▶ _EXERCISE_: Show every line below that contains the word "blue". Copy each of those lines in full.

▶ _INPUT_:

○ ○ ○

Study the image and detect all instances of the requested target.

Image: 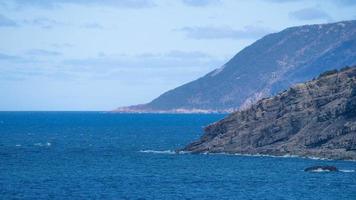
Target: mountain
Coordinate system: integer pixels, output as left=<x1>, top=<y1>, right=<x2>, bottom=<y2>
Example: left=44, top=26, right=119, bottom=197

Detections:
left=183, top=66, right=356, bottom=160
left=116, top=20, right=356, bottom=112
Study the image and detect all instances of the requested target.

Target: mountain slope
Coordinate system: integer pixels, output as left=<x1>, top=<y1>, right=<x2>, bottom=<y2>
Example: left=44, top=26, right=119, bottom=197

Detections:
left=184, top=67, right=356, bottom=160
left=117, top=20, right=356, bottom=112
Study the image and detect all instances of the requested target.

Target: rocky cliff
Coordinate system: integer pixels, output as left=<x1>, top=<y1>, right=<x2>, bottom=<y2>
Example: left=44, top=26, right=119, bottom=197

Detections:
left=183, top=67, right=356, bottom=160
left=116, top=20, right=356, bottom=113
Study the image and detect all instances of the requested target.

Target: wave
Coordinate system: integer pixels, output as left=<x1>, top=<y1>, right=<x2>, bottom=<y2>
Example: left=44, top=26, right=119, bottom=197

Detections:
left=339, top=169, right=355, bottom=173
left=33, top=142, right=52, bottom=147
left=139, top=149, right=176, bottom=154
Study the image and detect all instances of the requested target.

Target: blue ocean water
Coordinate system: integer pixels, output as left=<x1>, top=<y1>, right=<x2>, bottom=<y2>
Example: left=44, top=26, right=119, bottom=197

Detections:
left=0, top=112, right=356, bottom=200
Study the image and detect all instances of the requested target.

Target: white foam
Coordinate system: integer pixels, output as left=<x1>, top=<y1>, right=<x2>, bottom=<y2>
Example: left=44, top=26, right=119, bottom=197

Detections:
left=139, top=149, right=176, bottom=154
left=33, top=142, right=43, bottom=147
left=339, top=169, right=355, bottom=173
left=33, top=142, right=52, bottom=147
left=311, top=168, right=331, bottom=172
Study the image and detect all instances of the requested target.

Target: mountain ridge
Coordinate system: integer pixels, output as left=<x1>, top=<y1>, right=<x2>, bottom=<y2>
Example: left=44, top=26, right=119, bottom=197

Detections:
left=182, top=66, right=356, bottom=160
left=115, top=20, right=356, bottom=113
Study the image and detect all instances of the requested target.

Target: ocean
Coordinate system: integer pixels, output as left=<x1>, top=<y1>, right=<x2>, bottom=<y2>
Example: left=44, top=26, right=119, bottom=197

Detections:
left=0, top=112, right=356, bottom=200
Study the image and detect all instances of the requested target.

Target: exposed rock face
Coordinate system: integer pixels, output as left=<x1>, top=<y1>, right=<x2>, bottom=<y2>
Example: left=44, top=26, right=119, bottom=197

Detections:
left=183, top=67, right=356, bottom=159
left=116, top=20, right=356, bottom=113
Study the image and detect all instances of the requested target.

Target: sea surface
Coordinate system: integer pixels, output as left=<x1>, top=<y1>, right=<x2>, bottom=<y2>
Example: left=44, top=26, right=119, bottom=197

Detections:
left=0, top=112, right=356, bottom=200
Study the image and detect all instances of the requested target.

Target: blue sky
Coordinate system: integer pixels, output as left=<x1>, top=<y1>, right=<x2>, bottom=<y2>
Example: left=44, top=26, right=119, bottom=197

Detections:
left=0, top=0, right=356, bottom=111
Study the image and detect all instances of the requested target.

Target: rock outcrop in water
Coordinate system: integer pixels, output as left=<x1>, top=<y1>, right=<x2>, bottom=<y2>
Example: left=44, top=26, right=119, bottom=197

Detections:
left=115, top=20, right=356, bottom=113
left=183, top=67, right=356, bottom=160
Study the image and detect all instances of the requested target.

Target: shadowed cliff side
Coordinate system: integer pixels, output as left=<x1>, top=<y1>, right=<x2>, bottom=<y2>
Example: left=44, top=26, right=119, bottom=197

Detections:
left=182, top=66, right=356, bottom=160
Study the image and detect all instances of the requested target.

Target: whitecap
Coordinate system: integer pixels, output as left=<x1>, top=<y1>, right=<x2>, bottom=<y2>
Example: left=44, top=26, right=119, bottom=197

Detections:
left=310, top=168, right=331, bottom=172
left=33, top=142, right=43, bottom=147
left=339, top=169, right=355, bottom=173
left=139, top=149, right=176, bottom=154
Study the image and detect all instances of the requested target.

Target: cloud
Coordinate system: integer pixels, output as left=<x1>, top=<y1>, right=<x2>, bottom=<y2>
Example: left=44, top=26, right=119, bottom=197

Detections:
left=263, top=0, right=356, bottom=6
left=333, top=0, right=356, bottom=6
left=289, top=8, right=331, bottom=20
left=182, top=0, right=222, bottom=7
left=176, top=26, right=273, bottom=39
left=22, top=17, right=64, bottom=29
left=6, top=0, right=155, bottom=9
left=83, top=23, right=104, bottom=29
left=0, top=14, right=17, bottom=27
left=26, top=49, right=62, bottom=57
left=0, top=53, right=21, bottom=61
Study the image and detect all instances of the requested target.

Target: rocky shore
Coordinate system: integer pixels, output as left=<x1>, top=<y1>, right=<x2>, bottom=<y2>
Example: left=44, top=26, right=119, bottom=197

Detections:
left=181, top=67, right=356, bottom=160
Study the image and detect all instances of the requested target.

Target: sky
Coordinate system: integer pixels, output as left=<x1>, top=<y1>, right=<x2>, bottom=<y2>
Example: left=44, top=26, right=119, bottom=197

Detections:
left=0, top=0, right=356, bottom=111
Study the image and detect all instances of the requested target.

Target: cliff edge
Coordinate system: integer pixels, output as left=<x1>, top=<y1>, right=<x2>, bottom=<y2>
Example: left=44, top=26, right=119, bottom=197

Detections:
left=182, top=66, right=356, bottom=160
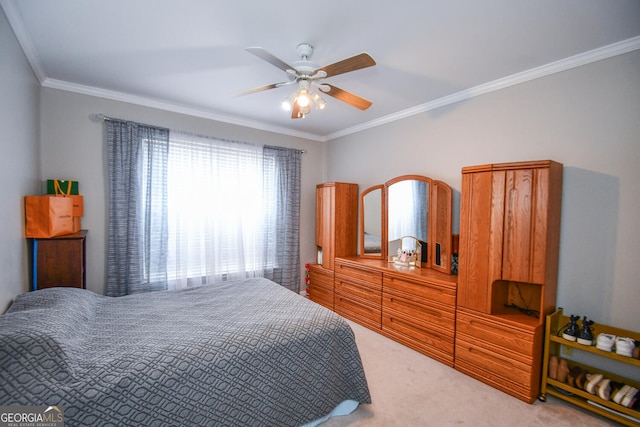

○ ○ ○

▶ _REPLY_:
Target: blue ocean water
Target: blue sky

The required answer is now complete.